(Location identification entries)
********
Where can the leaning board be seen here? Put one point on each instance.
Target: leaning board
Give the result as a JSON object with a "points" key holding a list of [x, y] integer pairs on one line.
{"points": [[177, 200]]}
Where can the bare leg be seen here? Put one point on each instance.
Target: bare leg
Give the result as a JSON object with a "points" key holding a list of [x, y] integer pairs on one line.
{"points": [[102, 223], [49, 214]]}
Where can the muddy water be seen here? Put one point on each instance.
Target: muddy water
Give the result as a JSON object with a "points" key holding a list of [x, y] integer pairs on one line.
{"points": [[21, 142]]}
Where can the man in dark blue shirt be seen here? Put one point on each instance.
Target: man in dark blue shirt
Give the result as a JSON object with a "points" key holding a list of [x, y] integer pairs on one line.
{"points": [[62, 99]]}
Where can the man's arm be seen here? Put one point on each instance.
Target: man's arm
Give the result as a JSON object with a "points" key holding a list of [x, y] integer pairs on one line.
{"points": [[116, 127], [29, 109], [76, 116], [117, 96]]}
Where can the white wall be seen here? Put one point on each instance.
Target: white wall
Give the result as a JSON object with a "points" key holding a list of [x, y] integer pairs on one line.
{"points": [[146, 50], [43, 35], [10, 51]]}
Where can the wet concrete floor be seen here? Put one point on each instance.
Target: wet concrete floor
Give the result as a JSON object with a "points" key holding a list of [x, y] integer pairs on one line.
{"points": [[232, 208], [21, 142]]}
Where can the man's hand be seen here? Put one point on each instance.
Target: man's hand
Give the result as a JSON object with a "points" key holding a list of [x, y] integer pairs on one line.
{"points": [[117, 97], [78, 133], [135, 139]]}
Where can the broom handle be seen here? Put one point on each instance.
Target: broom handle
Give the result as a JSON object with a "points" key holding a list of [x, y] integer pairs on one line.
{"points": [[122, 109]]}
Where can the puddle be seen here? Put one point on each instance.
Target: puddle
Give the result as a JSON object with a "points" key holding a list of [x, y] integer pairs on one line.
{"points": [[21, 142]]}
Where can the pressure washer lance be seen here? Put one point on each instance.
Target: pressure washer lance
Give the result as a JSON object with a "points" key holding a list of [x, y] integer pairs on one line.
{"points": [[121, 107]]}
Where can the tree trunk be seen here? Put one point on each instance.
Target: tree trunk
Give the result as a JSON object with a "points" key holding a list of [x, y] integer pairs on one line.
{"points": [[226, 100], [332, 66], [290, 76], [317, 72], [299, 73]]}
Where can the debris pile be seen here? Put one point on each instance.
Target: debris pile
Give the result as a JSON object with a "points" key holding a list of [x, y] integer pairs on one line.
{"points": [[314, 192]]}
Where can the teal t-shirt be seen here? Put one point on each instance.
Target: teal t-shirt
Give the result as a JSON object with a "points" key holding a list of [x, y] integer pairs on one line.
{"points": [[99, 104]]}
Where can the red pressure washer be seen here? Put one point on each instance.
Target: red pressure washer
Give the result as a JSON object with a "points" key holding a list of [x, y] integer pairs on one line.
********
> [SHORT TASK] Each record above should be restated word for word.

> [TASK SOLUTION]
Where can the leaning board be seen here? Put one point on each instance.
Target: leaning board
Give the result as a JSON object with a "points" key holding a list of [x, y] integer pairs on one line.
{"points": [[177, 200]]}
Where can the bare leg be seen here? Put one point on each instance.
Target: bare leg
Give the result as a JSON object with a "points" key holding a list of [x, y] integer pairs on one line.
{"points": [[102, 223], [49, 214]]}
Where can the muddy water be seen here? Put one point on each instance.
Target: muddy water
Give the result as a JSON object with a "points" key holding a list of [x, y] integer pairs on one line.
{"points": [[21, 142]]}
Where can the man in dark blue shirt be seen here? Put one point on each instance.
Target: man in dark blue shirt
Give the result as a JSON object with a "points" key holding a list of [x, y] integer pairs on one line.
{"points": [[62, 99]]}
Where can the man's arm be seen here? Put one point on each instance.
Target: man's arm
Give the result as a JSON object with a "points" key holding a list of [x, y] integer pairs on one line.
{"points": [[116, 127], [29, 109], [76, 116], [117, 96]]}
Where can the white wall be seen here? Put one point on each instance.
Target: white wall
Give the result as a JSON object with a "points" key holding a list of [x, y] integer pairs on one line.
{"points": [[146, 50], [43, 35], [10, 51]]}
Where can the wet concrete floor be seen here? Put one point on each instance.
Target: wet concrete floor
Give the result as a JSON object with a "points" key holding a list of [x, y] integer pairs on one line.
{"points": [[232, 208], [21, 142]]}
Where can the man's hand be seen here? Put one point on each instance.
Target: man's hand
Give the result as a JSON object with a "points" key holding a list of [x, y] integer pairs on one line.
{"points": [[117, 97], [78, 133], [135, 139]]}
Where can the broom handle be seen here? Put one point on each instance.
Target: broom handle
Give the result as a JSON object with a "points" key holding a list of [x, y] integer pairs on one line.
{"points": [[122, 109]]}
Where can the puddle be seen here? Put one point on each instance.
Target: puddle
Give the result as a JSON object with a "points" key holding a list of [x, y] integer pairs on one line.
{"points": [[21, 142]]}
Where can the pressure washer lance be seen here? Put one point on each instance.
Target: pressure washer lance
Give the result as a JSON object with a "points" key holding a list of [x, y] integer pairs on one line.
{"points": [[121, 107]]}
Where can the tree trunk be seen here? Put one point on each instance.
Target: tree trunk
Give the result as a JSON object with a "points" key holding a list of [x, y] integer pairs on one line.
{"points": [[226, 100], [332, 66], [290, 76], [317, 72], [299, 73]]}
Where can the debris pile be seen here? Put one point on each instance.
Target: debris pile
Give the result as a JSON object with a "points" key holding a list of [x, y] integer pairs on one line.
{"points": [[314, 192]]}
Where can the teal t-shirt be seen here? Put one point on each instance.
Target: teal t-shirt
Give the result as a JSON object with a "points" key holding a list of [x, y] integer pairs on one line.
{"points": [[99, 104]]}
Where can the red pressure washer be seen here? Put one point on each instance.
Target: red pressure washer
Give the result as a JSON object with a "points" key holding a list of [x, y] integer pairs on one line.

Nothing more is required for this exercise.